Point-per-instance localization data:
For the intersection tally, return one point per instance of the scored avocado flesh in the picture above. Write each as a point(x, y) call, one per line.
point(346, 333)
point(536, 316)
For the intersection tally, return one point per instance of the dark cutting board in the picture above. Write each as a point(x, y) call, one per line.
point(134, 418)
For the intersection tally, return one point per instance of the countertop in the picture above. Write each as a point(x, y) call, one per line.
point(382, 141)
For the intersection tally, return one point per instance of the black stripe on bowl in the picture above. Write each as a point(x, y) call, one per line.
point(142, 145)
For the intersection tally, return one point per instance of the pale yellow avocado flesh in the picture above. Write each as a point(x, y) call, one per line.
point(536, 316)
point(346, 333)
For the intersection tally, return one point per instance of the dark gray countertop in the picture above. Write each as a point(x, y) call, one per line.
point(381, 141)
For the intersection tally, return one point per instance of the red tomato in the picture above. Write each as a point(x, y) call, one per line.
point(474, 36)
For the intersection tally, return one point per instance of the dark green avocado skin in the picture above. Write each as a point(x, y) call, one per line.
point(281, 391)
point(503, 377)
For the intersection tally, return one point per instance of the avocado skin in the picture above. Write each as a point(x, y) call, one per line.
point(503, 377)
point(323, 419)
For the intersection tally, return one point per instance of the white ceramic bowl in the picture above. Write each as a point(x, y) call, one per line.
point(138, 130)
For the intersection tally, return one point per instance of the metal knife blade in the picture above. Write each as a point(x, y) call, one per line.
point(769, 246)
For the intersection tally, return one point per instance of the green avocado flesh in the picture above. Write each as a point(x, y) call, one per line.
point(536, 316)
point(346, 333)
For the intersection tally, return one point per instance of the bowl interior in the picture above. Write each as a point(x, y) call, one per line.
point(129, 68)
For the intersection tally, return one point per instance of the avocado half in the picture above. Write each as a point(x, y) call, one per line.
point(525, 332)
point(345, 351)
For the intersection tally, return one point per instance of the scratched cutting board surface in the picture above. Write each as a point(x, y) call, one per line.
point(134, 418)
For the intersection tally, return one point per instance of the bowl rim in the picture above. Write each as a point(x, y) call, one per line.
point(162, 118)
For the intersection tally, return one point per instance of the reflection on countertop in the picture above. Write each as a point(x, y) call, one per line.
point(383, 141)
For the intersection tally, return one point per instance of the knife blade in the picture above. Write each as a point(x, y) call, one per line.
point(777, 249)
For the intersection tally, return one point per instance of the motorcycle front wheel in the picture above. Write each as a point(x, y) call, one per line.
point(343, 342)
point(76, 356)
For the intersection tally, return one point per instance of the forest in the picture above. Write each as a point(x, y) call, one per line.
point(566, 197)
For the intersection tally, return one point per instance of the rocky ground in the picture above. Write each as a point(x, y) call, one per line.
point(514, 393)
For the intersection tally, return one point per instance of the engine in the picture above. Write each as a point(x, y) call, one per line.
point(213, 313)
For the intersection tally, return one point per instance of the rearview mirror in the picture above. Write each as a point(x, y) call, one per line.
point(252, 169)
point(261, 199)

**WHAT TO WORK ON**
Retype all of the data shown above, word for word.

**ANSWER TO THE PROBLEM**
For the intersection tally, return one point per instance of the scored avocado flesh in the picture above. Write each as a point(x, y) call, one per line.
point(346, 333)
point(536, 316)
For the intersection tally, return one point per instance of the dark cutting board in the picture above. Write each as a point(x, y) call, one per line.
point(134, 418)
For the intersection tally, return one point per instance of the countertop in the picture above. Write each as a point(x, y) call, one per line.
point(382, 141)
For the intersection tally, return one point per instance of the black stripe on bowl in the picture above. Write each as a point(x, y) call, one per line.
point(142, 145)
For the intersection tally, return one point per instance of the pale yellow avocado flesh in the picture above. Write each as a point(x, y) call, one per line.
point(536, 316)
point(346, 333)
For the intersection tally, return one point per instance of the dark gray countertop in the picture above. Write each as a point(x, y) call, one per line.
point(381, 141)
For the intersection tally, return one point per instance of the red tomato in the picture above. Write each as a point(x, y) call, one per line.
point(474, 36)
For the intersection tally, return one point per instance of the dark green avocado skin in the picture above. Write each as a point(x, y) call, one per line.
point(281, 391)
point(503, 377)
For the intersection tally, return one point per instance of the avocado skin in the picture above. Write each as a point(x, y) call, one per line.
point(503, 377)
point(323, 419)
For the intersection tally, return one point per instance of the white ceramic bowl in the picture above. Write each as a point(x, y) call, one per line.
point(138, 130)
For the intersection tally, return one point per instance of the metal knife blade in the picture above. Write each as a point(x, y) call, one per line.
point(769, 246)
For the intersection tally, return one point per instance of the green avocado flesh in the picture above. Write each as a point(x, y) call, one per line.
point(536, 316)
point(346, 333)
For the intersection tally, return one point per instance of the bowl interior in the picture above. Write each as a point(x, y) call, one per line.
point(129, 68)
For the intersection tally, return one point per instance of the avocado half in the picture above. Write each as a point(x, y) call, one per line.
point(525, 332)
point(345, 351)
For the intersection tally, return one point per instance of the scratched cutting board surface in the picture above. Write each as a point(x, y) call, one per line.
point(134, 418)
For the intersection tally, return one point per instance of the bowl rim in the picture above. Write each as a point(x, y) call, one per line.
point(162, 118)
For the intersection tally, return one point per instance of the reflection on countertop in the picture above. Write each as a point(x, y) call, one per line.
point(383, 141)
For the intersection tally, return one point per instance of the knife blade in the picture above. Write each as a point(x, y) call, one per line.
point(777, 249)
For the intersection tally, return one point per instance of the motorcycle front wheel in the picture above. Write each as a point(x, y) call, one per line.
point(343, 342)
point(76, 356)
For the intersection tally, return one point per instance of the forest in the picture above. Write each as a point(x, y) call, one per line.
point(566, 197)
For the intersection tally, return one point per instance of the rocky ground in the picture above. Write each as a point(x, y) call, one per line.
point(514, 393)
For the intersection tally, return one point per instance of the engine in the picture above. Write each as a point(x, y) call, one per line.
point(213, 313)
For the intersection tally, return one point per instance of the rearview mirror in the picture above. Write each as a point(x, y) call, one per line.
point(252, 169)
point(261, 199)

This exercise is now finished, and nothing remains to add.